• _Dein Ziel_
Welches Schiff soll laut dem Text über den Jetstream bei der Expedition MOSAiC ein Jahr lang mit dem Meereis durch die zentrale Arktis treiben?

• _Lesetext_

++++

Schwächelnder Jetstream ist Folge des Klimawandels
Mithilfe des neuen Modells können die Forscher nun auch die Ursachen des mäandrierenden Jetstreams genauer untersuchen. „Unsere Studie zeigt, dass die Veränderungen im Jetstream zumindest teilweise vom Rückgang des arktischen Meereises verursacht werden. Sollte die Eisdecke weiter schrumpfen, gehen wir davon aus, dass die bislang beobachteten Extremwetterereignisse in den mittleren Breiten in ihrer Häufigkeit und Intensität zunehmen werden“, sagt Prof. Dr. Markus Rex, Leiter der Atmosphärenforschung des AWI. „Unsere Ergebnisse untermauern zudem, dass die häufiger auftretenden winterlichen Kaltphasen in den USA, Europa und Asien der Klimaerwärmung nicht widersprechen, sondern vielmehr Teil des menschengemachten Klimawandels sind.“
Ein Fortschritt sind die Arbeiten auch aus technologischer Sicht: „Nach dem erfolgreichen Einsatz von Machine Learning in dieser Studie setzen wir nun erstmals künstliche Intelligenz in der Klimamodellierung ein und erreichen damit realistischere Klimamodellsysteme. Hier liegt ein riesiges Potenzial für die Klimamodelle der Zukunft, von welchen wir uns verlässlichere Klimaprojektionen und damit robustere Grundlagen für politische Entscheidungen erwarten“, sagt Markus Rex.
Auf der im September beginnenden Arktis-Expedition MOSAiC, bei welcher der deutsche Forschungseisbrecher Polarstern ein Jahr lang mit dem Meereis durch die zentrale Arktis treiben wird, wollen die Forscher nun aktuelle Eis- und Atmosphärendaten sammeln. Diese sollen helfen, das neue Klimamodell in die Zukunft laufen zu lassen, um so die künftige Entwicklung des arktischen Klimas und Meereises zu simulieren „Wir wollen im Detail verstehen, wie der Meereisrückgang in der Arktis weitergehen wird. Denn erst auf Basis dieses Wissens können wir genauer beurteilen, wie und in welchem Ausmaß die Veränderungen in der Arktis zu Wetterextremen in den mittleren Breiten führen werden“, so Markus Rex.

++++

• _Aufgeführtes Material_

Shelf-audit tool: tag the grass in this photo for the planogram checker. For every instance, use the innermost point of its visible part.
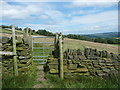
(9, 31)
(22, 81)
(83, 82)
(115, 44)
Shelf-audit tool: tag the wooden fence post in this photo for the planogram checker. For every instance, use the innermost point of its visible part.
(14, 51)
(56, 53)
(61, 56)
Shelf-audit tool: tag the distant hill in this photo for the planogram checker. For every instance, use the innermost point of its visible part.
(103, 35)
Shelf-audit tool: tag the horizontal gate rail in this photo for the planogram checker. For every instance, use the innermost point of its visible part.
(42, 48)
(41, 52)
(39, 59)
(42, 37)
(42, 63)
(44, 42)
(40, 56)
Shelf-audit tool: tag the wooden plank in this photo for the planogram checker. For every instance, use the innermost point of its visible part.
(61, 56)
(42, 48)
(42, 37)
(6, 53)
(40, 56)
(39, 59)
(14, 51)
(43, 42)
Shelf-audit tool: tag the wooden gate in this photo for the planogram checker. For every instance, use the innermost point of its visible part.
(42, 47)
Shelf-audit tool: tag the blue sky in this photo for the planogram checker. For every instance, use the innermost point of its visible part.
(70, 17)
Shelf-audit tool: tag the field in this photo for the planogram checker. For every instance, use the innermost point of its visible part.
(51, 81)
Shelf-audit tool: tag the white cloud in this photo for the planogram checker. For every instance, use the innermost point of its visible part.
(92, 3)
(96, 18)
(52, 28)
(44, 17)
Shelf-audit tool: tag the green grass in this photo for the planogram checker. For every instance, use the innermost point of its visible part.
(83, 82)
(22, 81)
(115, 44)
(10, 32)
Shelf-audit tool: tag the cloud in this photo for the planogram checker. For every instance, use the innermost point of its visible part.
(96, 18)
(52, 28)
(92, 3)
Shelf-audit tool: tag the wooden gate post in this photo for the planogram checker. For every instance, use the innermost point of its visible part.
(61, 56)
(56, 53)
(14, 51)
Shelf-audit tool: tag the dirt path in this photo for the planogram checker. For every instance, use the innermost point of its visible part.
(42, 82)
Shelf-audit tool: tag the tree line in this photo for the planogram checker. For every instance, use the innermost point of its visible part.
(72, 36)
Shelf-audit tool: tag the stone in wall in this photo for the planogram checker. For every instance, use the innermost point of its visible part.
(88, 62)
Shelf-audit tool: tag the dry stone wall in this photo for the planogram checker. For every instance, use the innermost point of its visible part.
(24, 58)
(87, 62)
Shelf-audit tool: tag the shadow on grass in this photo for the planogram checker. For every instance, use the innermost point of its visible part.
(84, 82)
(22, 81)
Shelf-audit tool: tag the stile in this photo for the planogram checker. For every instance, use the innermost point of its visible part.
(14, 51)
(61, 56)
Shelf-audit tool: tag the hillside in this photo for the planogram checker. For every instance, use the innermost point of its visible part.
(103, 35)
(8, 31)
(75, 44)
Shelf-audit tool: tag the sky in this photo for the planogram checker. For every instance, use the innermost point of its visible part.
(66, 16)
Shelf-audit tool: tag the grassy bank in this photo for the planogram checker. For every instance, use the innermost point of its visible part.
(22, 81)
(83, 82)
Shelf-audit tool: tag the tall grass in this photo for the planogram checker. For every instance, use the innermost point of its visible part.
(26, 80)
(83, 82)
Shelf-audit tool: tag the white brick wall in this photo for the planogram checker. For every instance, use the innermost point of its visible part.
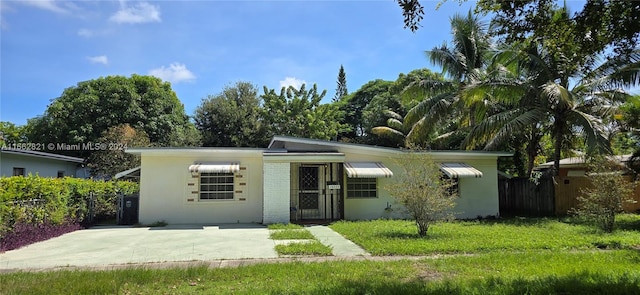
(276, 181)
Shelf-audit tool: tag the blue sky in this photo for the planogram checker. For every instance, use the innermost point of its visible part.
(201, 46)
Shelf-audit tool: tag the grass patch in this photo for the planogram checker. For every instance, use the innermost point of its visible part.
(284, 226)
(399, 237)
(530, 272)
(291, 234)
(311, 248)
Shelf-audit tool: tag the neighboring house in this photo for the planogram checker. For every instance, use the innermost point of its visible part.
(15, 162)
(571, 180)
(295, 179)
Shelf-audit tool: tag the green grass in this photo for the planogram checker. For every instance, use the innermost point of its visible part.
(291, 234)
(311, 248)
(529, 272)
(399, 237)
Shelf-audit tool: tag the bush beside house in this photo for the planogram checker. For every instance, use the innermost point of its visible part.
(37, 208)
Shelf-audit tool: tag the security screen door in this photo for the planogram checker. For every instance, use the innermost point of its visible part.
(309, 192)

++++

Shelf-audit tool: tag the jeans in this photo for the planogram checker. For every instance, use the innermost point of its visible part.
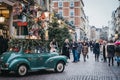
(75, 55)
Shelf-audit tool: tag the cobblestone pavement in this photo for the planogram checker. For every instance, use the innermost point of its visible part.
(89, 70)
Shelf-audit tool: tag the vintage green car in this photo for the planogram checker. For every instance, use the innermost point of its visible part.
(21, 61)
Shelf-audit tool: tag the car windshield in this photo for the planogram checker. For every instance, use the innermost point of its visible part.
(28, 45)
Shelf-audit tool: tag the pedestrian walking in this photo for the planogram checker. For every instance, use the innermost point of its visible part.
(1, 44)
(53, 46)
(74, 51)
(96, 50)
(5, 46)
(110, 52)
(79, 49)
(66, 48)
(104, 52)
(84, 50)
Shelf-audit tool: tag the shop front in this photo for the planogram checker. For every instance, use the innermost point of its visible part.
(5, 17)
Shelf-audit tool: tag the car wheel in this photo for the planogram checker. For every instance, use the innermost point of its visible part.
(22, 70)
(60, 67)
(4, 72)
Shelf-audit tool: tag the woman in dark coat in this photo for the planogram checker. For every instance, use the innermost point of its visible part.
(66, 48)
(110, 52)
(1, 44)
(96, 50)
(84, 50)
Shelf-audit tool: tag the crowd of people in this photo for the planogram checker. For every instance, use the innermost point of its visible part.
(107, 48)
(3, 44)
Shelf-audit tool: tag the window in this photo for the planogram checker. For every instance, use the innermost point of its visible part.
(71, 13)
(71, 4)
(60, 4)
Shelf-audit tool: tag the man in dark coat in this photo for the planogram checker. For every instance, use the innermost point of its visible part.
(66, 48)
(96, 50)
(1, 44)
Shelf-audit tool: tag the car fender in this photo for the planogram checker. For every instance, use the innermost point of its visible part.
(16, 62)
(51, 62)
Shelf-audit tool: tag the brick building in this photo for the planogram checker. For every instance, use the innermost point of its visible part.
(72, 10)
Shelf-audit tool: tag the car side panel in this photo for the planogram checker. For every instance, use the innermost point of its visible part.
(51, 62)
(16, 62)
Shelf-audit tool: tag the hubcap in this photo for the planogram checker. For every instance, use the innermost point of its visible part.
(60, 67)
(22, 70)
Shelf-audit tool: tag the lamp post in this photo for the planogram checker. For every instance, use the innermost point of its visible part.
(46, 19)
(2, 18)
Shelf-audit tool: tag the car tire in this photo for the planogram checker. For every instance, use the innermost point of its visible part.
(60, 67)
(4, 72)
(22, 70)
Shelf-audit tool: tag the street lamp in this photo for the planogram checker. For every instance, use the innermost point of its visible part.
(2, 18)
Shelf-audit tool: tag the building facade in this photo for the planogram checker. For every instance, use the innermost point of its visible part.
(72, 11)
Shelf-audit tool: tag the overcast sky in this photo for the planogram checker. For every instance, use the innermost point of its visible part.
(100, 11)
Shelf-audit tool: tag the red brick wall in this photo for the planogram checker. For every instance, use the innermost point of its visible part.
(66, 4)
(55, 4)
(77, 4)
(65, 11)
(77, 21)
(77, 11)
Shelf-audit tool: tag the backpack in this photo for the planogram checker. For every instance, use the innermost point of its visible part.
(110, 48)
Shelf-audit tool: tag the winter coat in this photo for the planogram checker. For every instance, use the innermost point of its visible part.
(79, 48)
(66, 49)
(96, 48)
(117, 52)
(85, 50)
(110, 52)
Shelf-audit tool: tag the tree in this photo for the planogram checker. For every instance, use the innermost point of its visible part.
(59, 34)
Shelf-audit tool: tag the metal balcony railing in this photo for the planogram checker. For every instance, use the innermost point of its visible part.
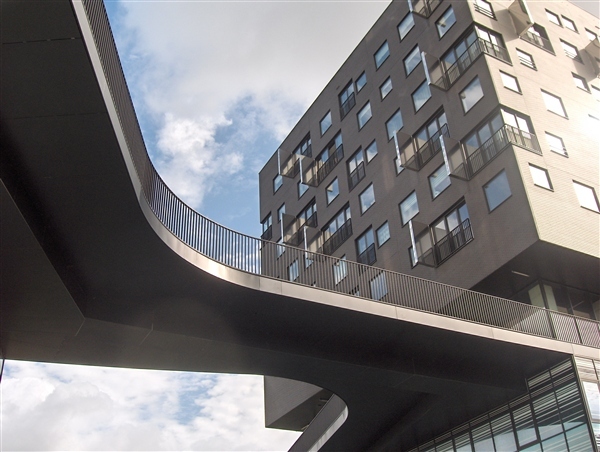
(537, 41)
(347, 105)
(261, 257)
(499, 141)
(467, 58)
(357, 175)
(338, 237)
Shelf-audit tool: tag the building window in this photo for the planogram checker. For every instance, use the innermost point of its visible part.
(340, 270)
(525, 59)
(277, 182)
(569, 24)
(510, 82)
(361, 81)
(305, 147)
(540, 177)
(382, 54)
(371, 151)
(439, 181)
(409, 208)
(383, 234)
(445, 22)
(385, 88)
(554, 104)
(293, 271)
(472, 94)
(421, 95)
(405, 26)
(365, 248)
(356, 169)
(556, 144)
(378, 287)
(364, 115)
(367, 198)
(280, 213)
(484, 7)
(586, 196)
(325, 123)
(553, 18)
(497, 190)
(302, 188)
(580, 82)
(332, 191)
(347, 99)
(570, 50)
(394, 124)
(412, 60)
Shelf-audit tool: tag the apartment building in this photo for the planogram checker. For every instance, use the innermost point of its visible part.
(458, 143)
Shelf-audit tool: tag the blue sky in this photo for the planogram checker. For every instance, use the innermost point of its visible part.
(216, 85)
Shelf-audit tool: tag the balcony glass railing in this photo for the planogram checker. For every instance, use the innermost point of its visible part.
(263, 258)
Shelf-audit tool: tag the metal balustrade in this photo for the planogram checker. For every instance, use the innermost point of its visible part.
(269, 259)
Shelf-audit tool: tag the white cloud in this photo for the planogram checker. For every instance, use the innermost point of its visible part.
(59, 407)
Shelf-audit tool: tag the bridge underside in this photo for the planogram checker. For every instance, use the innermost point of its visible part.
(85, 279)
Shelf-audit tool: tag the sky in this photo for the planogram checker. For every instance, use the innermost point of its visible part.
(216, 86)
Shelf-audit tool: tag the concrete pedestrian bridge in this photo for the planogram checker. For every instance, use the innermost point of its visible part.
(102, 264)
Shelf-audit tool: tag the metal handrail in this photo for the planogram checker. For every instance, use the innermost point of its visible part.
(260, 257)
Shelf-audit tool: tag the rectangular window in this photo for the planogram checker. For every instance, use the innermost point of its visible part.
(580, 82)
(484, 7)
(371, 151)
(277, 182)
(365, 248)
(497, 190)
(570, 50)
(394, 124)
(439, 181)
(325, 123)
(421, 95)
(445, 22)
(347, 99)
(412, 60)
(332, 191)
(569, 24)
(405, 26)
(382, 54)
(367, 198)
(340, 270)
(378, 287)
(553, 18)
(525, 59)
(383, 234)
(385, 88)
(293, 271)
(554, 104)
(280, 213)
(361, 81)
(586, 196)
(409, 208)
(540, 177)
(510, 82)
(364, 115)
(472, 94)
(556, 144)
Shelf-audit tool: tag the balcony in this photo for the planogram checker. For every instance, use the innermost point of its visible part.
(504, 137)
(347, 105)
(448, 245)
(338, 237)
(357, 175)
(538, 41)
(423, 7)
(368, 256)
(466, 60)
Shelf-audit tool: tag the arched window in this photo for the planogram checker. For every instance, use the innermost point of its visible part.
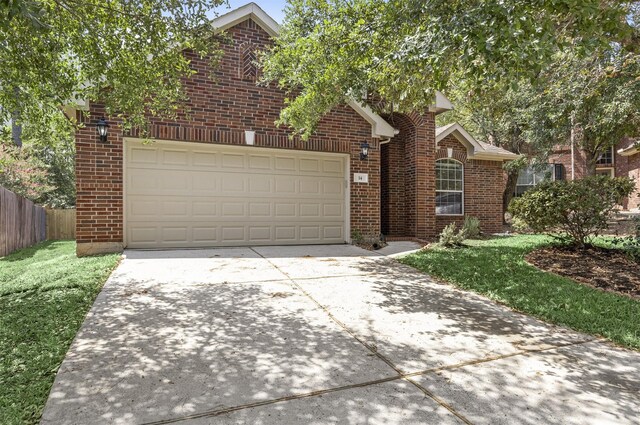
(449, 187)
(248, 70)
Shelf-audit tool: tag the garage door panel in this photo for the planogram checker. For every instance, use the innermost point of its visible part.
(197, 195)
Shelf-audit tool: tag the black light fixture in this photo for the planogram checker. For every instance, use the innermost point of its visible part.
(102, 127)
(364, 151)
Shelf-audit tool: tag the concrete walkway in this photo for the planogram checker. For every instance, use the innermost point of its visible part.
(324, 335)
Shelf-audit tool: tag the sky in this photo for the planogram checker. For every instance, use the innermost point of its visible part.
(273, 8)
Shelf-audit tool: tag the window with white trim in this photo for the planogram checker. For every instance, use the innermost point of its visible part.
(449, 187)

++++

• _Lösung der Aufgabe_
Der deutsche Forschungseisbrecher Polarstern.